# start of Excerpt to read

For geographical, political, and protonationalistic reasons (both Catherine and her royal husband Peter III, grandson of Peter the Great, grew up in Germany), Catherine's German contemporaries were fascinated with the tsarina. The German book and print markets circulated numerous graphic and textual images of her, including speedy translations of accounts from other European languages. In such public representations, and augmented by more private ones, accounts of Catherine's marital and extramarital sexual behavior came into circulation in Germany. Within a few years of her death (1796) the stories were even recycled into two German novels: Miranda, Koniginn im Norden, Geliebte Pansalvins (Miranda, Queen of the North, Beloved of Pansalvin, 1798) by Johann Friedrich Ernst Albrecht and Der Gunstling (The Favorite, 1808) by Caroline Auguste Fischer. Because procreative (hetero)sexuality was an urgently advocated arena of action for rulers, discourse on the sexuality of rulers was legitimized. Furthermore, libertinism was considered and represented to be a widespread practice in the highest levels of society. At the same time, the emerging middle class was sharpening its critique of the all-powerful upper levels of society by attacking aristocratic immorality, especially sexual immorality. So although extramarital sexuality among aristocrats and royals elicited no shock or surprise (and Miranda is an instance of this accepting attitude), it was a frequent target of criticism, often with representations of predatory aristocratic men exploiting vulnerable and good middleclass young women. The French Revolution and its critique of royalty gave a powerful boost to these familiar moralistic attacks, while new middle-class notions of family intimacy and tender, faithful womanhood reinforced the condemnation of libertine aristocrats, including Catherine (evident, for example, in Der Gunstling). Both positions, the accepting and the critical, ignited the public imagination surrounding Catherine II's sexuality during her lifetime, after her death, and until today.

Much as Catherine has served as a sexual Rohrschach blot, she is also a historical figure who ruled Russia for thirty-four years (1762-96). She conducted experiments in enlightened governing, including calling together an assembly of delegates to draw up a law code for Russia, establishing a system of schools, reforming the administration of the country, and alternately tolerating, encouraging, and censoring the expansion of publishing and the development of Russian intellectual life. Like most other rulers of her era, she failed to end serfdom. She significantly enlarged the boundaries of Russia at the expense of Poland, the Ottoman Empire, and the less organized central Asian region, and settled vast areas with new populations. Under her rule, Odessa and Sebastopol were founded and Russia became a power on the Black Sea. Her art collecting and book purchasing laid the foundation for several of Russia's impressive cultural institutions. And her lovers included several distinguished men.

# end of Excerpt to read
# start of Rows

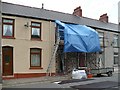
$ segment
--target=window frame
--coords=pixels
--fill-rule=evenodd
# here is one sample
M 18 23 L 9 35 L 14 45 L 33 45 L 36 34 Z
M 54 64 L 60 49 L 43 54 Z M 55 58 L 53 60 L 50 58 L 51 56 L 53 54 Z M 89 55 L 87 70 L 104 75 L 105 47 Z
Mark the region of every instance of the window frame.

# end of Rows

§ What to work on
- a) In the passage on Catherine II, how many years did she rule Russia?
- b) Continue the passage on Catherine II from its final sentence.
None of the items are needed.

§ Solved problems
- a) Thirty-four years, from 1762 to 1796.

- b)
In Love as Passion, Niklas Luhmann attempts an analysis of passionate love not as a human emotion, thus not in anthropological terms, but as a codified medium of communication that developed among members of the seventeenth-century aristocracy, especially in France. Luhmann's claim is that this code was needed to distinguish the kind of relationship that occurred in extramarital affairs from the kind that occurred within marriage. In the seventeenth century, he believes, high-ranking women had obtained greater freedom and more rights than before and this development made it easier for an aristocratic man--married or not--to seek a sexual relationship with a married aristocratic woman. But to persuade her to participate, the lover needed a new discourse (created from a set of pre-existing elements that had developed in the Middle Ages and Renaissance) and, since the woman was already married to someone else, it had to be a discourse that sounded persuasive but did not promise marriage. This was the discourse of passion and intimacy. In the eighteenth century, matters changed somewhat when friendship developed as an alternative form of close personal relationship. As the logic of marriage choice changed during the century and as cultural hegemony shifted away from the aristocracy at the end of the century, there was a choice between grounding marriages in friendship or in passionate love. When passionate love won out, it had in turn to be significantly reinterpreted and redirected to accommodate its institutionalization in marriage. Passionate love shifted from being fleeting, extramarital, and aristocratic, to being eternal, marital, and bourgeois. The enormous change in valence of passionate love for the educated middle class, from an expected but disapproved option of the aristocracy to the foundation of marriage, is an important element in the shift in representations of Catherine from predominantly tolerant representations in the eighteenth century to numerous vilifications of her early in the nineteenth. (Two less ideological reasons for the shift were the simple facts of Catherine's death, bringing the end of her occasional but well-publicized gifts to authors and artists who pleased her, and the arrival on the Russian throne of Paul I, who bore no love for his mother and did nothing to protect her reputation.)

How was the unstable set of values and coded behaviors called "passionate love" invoked in representations of the most powerful woman in the eighteenth century? The sexuality of queens and crown princesses was politically always of public interest: without heterosexual activity on their part, dynasties changed branches or died off completely. With the Romanov dynasty at stake and given the German background of the Grand Duchess Catherine (and of Peter), it was logical that ritualized representations of her sexuality would receive widespread attention in the German-speaking world. Newspaper accounts, poems, and festivities celebrated Catherine performing the parts of virginal bride and faithful wife, followed nine years later by more newspaper coverage and poetry honoring her at long last as mother of the heir. Accompanying this well-publicized and still preserved record of expectations fulfilled are traces of rumors about the years without progeny during which the Grand Duchess slowly slid into the dangerous position of barren woman. Once she finally did give birth to a son, rumors spread that Peter was not the father. Yet at the same time that Catherine was being depicted as an adulteress, she was also playing the ...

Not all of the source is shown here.